Dataset rows about object locations
* * * * * * * * *
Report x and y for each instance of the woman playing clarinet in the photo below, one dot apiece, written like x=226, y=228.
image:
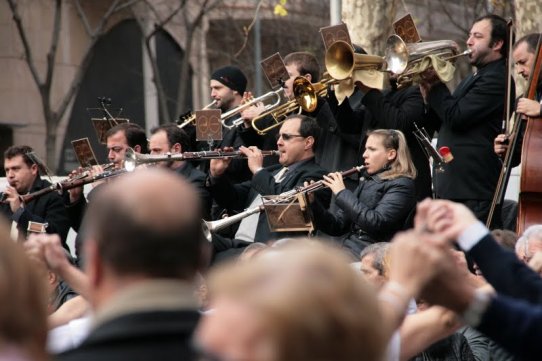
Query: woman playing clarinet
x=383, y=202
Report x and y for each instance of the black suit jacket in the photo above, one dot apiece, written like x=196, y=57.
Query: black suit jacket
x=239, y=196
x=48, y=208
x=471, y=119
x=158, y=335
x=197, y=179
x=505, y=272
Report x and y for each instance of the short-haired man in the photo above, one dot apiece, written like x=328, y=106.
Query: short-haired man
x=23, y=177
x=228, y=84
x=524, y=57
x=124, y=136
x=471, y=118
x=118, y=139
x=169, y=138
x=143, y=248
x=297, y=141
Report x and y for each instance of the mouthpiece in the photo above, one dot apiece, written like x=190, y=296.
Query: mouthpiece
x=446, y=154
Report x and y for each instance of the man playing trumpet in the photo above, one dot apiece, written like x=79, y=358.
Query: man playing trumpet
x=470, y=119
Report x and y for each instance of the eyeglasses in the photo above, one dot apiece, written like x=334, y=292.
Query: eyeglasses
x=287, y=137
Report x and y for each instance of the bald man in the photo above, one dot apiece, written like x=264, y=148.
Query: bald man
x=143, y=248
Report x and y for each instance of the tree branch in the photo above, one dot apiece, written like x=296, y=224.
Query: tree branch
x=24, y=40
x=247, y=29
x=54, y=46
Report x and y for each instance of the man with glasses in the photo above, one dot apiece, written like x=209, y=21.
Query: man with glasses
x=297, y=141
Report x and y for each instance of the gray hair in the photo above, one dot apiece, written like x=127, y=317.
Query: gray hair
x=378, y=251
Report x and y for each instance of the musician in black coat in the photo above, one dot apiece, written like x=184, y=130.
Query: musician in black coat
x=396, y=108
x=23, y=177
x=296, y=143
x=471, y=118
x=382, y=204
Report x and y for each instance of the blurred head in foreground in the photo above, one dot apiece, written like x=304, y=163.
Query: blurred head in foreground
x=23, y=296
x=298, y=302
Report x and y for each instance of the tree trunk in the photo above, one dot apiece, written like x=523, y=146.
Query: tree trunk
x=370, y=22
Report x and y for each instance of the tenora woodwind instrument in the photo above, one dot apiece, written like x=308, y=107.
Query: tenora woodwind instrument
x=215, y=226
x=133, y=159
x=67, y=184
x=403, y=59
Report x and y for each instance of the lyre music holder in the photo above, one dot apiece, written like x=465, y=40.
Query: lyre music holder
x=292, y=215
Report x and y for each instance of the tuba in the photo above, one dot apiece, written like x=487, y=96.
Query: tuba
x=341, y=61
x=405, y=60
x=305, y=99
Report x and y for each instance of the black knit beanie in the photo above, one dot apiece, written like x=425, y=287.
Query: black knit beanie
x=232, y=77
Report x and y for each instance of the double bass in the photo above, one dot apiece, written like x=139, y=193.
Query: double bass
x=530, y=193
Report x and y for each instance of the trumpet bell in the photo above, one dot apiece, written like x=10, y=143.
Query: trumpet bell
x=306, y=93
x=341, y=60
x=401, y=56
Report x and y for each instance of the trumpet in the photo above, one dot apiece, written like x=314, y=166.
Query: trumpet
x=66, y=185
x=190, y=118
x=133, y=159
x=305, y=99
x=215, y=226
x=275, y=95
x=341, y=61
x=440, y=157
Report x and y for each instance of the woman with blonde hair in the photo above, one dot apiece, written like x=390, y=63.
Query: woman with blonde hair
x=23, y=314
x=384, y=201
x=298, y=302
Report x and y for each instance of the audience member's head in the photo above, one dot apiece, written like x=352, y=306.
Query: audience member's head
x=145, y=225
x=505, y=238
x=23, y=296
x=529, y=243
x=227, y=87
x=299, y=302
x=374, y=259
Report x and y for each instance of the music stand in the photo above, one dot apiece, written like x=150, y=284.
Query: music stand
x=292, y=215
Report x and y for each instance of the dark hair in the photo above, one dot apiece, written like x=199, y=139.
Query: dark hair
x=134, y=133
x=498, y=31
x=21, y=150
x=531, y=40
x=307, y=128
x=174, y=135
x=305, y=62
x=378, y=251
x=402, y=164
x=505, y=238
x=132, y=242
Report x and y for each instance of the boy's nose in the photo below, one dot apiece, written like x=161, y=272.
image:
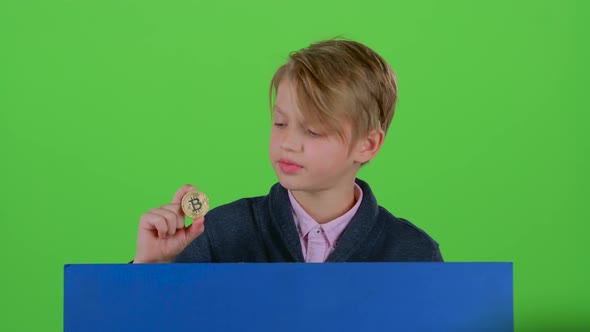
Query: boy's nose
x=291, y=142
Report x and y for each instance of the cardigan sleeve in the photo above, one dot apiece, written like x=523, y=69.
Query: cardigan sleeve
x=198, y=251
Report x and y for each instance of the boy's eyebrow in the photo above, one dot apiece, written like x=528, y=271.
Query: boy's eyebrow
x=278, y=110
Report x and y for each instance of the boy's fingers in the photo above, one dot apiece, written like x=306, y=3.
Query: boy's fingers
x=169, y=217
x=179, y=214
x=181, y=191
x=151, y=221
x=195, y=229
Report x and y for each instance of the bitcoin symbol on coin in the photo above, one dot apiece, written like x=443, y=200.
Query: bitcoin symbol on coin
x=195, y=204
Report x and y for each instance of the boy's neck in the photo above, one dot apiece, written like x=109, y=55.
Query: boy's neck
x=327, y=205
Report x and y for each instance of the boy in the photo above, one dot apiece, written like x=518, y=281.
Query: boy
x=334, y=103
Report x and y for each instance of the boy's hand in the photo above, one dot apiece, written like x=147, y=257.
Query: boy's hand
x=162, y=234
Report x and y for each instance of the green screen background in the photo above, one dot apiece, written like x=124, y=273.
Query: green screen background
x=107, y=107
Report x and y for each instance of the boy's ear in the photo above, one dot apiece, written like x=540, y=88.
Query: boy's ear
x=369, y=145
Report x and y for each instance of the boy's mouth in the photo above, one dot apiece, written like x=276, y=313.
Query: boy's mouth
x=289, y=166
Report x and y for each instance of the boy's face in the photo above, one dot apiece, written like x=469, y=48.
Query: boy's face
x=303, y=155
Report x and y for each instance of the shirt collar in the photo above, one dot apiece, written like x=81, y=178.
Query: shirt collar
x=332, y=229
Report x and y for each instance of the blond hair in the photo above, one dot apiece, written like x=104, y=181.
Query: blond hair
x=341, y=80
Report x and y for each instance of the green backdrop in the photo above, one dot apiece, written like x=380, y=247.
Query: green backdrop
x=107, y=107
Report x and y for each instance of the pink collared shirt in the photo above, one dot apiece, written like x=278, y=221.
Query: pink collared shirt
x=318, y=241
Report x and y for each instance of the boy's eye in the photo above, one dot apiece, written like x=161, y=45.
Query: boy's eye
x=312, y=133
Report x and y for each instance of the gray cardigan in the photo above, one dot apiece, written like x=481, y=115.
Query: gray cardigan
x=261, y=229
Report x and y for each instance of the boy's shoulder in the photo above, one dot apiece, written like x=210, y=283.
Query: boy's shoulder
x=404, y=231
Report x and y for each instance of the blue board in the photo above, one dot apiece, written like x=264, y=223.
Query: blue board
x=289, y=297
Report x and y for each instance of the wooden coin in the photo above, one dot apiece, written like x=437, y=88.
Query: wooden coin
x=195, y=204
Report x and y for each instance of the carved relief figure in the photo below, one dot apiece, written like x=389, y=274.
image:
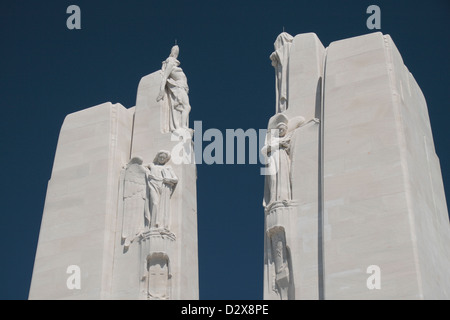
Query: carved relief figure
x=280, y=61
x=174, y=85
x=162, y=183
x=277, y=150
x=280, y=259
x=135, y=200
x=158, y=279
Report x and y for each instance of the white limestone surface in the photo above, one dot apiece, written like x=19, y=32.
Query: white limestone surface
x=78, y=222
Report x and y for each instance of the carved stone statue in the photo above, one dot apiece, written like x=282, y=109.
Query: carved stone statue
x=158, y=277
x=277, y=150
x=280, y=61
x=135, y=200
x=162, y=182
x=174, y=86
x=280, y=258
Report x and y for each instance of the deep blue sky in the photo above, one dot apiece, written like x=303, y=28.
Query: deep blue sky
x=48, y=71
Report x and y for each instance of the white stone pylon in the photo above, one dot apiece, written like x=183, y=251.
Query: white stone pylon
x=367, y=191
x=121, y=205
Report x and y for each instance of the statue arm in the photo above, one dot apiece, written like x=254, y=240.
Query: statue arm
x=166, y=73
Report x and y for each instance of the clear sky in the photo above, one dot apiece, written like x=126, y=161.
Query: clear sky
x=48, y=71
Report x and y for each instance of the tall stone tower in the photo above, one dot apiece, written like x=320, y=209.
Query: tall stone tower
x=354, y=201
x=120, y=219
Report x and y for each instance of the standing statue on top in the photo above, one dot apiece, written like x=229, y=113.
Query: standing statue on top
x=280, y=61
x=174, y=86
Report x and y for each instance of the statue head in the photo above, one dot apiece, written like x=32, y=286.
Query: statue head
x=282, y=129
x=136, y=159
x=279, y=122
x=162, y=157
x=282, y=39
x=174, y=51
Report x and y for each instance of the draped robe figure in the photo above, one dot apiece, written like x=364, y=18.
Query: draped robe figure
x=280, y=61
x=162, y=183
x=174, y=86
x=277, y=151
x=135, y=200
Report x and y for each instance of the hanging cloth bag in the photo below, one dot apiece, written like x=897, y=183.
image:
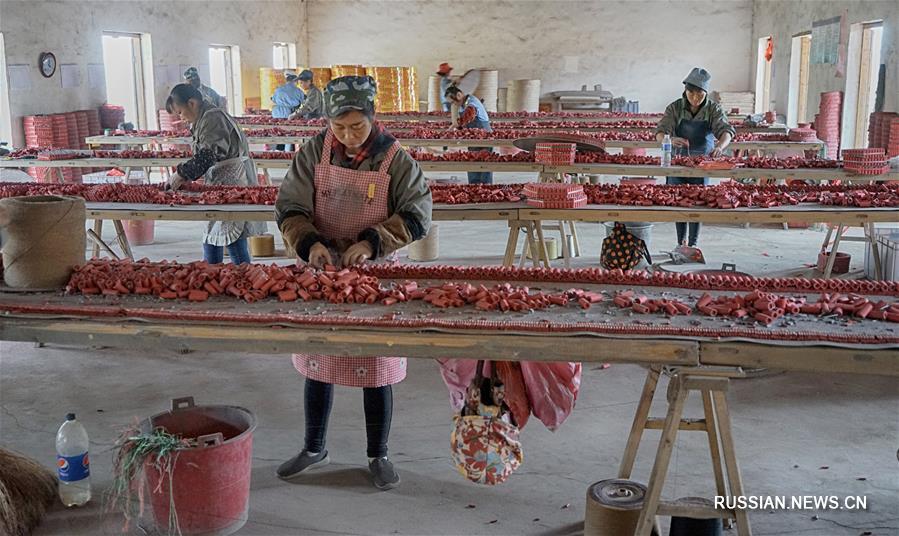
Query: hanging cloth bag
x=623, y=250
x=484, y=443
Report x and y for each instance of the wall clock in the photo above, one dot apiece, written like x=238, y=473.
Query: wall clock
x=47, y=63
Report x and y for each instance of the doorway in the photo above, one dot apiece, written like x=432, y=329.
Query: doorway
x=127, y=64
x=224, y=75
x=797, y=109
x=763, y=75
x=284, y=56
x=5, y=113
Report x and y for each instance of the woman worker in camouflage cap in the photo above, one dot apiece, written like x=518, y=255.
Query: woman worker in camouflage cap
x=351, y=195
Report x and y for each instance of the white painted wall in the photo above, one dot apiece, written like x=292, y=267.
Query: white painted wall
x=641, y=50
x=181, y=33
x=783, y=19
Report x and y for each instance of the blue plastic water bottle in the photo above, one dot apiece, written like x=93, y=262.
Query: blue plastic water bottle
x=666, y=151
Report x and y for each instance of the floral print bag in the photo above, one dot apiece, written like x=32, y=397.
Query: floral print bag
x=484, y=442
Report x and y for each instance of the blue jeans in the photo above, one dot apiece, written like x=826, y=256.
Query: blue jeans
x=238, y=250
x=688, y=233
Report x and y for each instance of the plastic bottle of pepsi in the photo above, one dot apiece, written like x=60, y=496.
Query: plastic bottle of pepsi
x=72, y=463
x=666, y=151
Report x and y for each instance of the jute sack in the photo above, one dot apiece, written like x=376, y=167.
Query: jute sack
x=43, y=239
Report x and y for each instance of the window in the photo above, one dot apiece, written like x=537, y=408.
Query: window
* * * * * * * * *
» **OBJECTIVE**
Copy the rows above verbatim, starting at the line with "Report x and y for each instance of the boy in" and ending with the line with "x=289, y=166", both of those lines included.

» **WRITTEN REPLY**
Report x and y for each instance of the boy in the photo above, one dot apiece, written like x=518, y=281.
Query: boy
x=334, y=103
Report x and y for each instance of the boy's hand in the photo above, one dot apiece, written like x=147, y=257.
Query: boy's hand
x=162, y=234
Report x and y for each instance of the green screen background in the photo above, one dot apiece, written like x=124, y=273.
Query: green screen background
x=107, y=107
Report x and y for each instance of the boy's ear in the photo above, one dot apiece, written like x=540, y=88.
Query: boy's ear
x=369, y=145
Report x and y for each instance of the boy's mouth in the photo above, one dot apiece, written like x=276, y=313.
Query: boy's mouth
x=289, y=166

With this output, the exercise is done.